All records below must be retyped exactly.

[Records from a data collection]
'''
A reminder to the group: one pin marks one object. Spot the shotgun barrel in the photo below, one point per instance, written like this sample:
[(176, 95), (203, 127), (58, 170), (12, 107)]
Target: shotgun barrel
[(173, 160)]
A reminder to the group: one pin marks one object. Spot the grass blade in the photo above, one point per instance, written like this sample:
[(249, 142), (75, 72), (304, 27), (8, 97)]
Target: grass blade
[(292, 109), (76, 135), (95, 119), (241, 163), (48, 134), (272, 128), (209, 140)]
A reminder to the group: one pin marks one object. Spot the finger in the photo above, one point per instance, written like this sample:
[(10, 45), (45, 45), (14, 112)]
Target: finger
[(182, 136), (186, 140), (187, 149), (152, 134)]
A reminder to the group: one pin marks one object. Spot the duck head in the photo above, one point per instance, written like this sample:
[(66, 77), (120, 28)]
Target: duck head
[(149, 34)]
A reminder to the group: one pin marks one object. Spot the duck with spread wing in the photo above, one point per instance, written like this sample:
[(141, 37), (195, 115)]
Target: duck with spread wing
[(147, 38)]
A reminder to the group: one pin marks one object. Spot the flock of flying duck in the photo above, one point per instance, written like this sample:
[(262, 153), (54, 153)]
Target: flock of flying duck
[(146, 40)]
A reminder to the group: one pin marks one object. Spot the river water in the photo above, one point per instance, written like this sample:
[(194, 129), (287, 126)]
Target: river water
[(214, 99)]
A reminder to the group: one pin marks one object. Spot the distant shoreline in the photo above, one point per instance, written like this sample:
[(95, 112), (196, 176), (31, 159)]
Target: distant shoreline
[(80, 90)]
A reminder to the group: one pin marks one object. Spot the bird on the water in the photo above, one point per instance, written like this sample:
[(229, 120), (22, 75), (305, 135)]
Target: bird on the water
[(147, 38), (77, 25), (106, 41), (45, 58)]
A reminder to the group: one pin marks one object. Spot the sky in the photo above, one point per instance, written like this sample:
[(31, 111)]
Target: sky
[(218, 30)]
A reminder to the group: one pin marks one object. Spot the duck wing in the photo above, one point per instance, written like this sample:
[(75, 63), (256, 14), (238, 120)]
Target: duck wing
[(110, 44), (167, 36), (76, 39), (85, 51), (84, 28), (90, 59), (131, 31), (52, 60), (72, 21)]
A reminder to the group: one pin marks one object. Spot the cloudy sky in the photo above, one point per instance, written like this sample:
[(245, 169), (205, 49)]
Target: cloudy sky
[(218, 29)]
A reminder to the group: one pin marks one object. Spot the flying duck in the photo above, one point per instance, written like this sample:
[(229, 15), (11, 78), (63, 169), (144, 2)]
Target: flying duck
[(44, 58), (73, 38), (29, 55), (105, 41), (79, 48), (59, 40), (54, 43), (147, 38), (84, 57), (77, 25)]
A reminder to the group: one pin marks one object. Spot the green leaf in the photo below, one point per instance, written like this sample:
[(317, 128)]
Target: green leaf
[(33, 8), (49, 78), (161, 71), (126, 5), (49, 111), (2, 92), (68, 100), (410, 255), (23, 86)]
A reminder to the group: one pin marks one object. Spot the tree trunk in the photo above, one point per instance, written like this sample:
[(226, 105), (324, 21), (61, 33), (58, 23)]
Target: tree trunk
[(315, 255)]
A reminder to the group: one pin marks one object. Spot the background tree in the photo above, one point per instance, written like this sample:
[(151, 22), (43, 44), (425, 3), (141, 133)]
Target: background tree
'''
Expected answer:
A reminder to the group: one pin marks one object. Spot the shotgun barrel in the photo below, one point per instance, written like this sample:
[(176, 95), (203, 127), (58, 170), (12, 107)]
Target: shotgun barrel
[(173, 160)]
A reminder to the group: one pin marks one object. Spot the grass blade in the photo above, one point per instance, written like this sample:
[(249, 142), (75, 72), (304, 27), (8, 97)]
Target: grass blade
[(292, 109), (76, 135), (95, 119), (241, 163), (48, 134), (272, 128), (209, 140)]
A reminder to the group: one pin marks one object. Spot the finger in the photo above, one point per instance, written like this sample:
[(10, 45), (45, 45), (14, 112)]
Target: finger
[(182, 136), (186, 140), (187, 149), (152, 134)]
A reminder to the group: one pin marks one object. Spot the duck head in the photo above, one point per instance, written like this sample:
[(66, 77), (120, 28)]
Target: duck head
[(149, 34)]
A reminder to the group: one pin marks one object. Spot the duck with spread wing in the photo above, one point per instance, written like this sample:
[(141, 37), (195, 115)]
Target: duck with spread wing
[(147, 38)]
A reminder to the group: one pin marks one object. Spot the flock of flying duck in the photo above, one point per instance, written like this sample:
[(262, 153), (54, 153)]
Target: flock of flying duck
[(146, 40)]
A reminder to the group: one pin marks one object. Spot the river water in the photo above, one point per instance, written like this sample:
[(194, 129), (287, 126)]
Target: river water
[(214, 99)]
A reminder to the group: one pin marks one object. Spot the distant shoreline in the photo above, one point per instance, written like this sample:
[(95, 112), (196, 176), (31, 159)]
Target: distant shoreline
[(80, 90)]
A reminder to the group: one pin marks one object. Spot the bird on the water in the photo above, one point per instance, written like this sample:
[(229, 120), (22, 75), (305, 135)]
Target: bird on the water
[(147, 38), (77, 25), (106, 41), (45, 58)]
A reminder to the group: one pin marks one object. Spot the sky in the photo above, one point per instance, written like this sample:
[(31, 111)]
Target: sky
[(218, 30)]
A reminder to the group: one pin marks one object. Spot the duck wing in the photo above, one point per instance, written like this sample:
[(75, 63), (256, 14), (238, 120)]
Target: duck wing
[(110, 44), (167, 36), (76, 39), (85, 51), (84, 28), (90, 59), (131, 31), (52, 60), (72, 21)]
A reminder to the group: one pin marks one object. Spot the cloudy sky in the photo above, one point per instance, written like this sample:
[(245, 169), (205, 49)]
Target: cloudy sky
[(218, 29)]
A reminder to the group: one pin marks one object. Spot the flying duck in the photo above, one point per instance, written like this sample:
[(229, 15), (11, 78), (63, 169), (144, 2)]
Target: flying duck
[(44, 58), (73, 38), (29, 55), (105, 41), (79, 48), (59, 40), (54, 43), (147, 38), (84, 57), (77, 25)]
A reminder to the group: one pin marks one object. Spot the green leaf in the photo below, one point per instance, written like this sample:
[(317, 128)]
Target: green leaf
[(33, 8), (49, 78), (161, 71), (126, 5), (49, 111), (2, 92), (68, 100), (410, 255), (23, 86)]
A reminder to the group: one pin marks one object. Spot the tree trunk in the photo above, one point per instance, written like this sample:
[(226, 105), (324, 21), (61, 33), (58, 23)]
Target: tree trunk
[(315, 255)]
A reminder to the group: one pin marks one object. Spot the background tree in the photo above, one point per instance, written like this sample:
[(151, 22), (43, 44), (425, 3), (141, 133)]
Target: background tree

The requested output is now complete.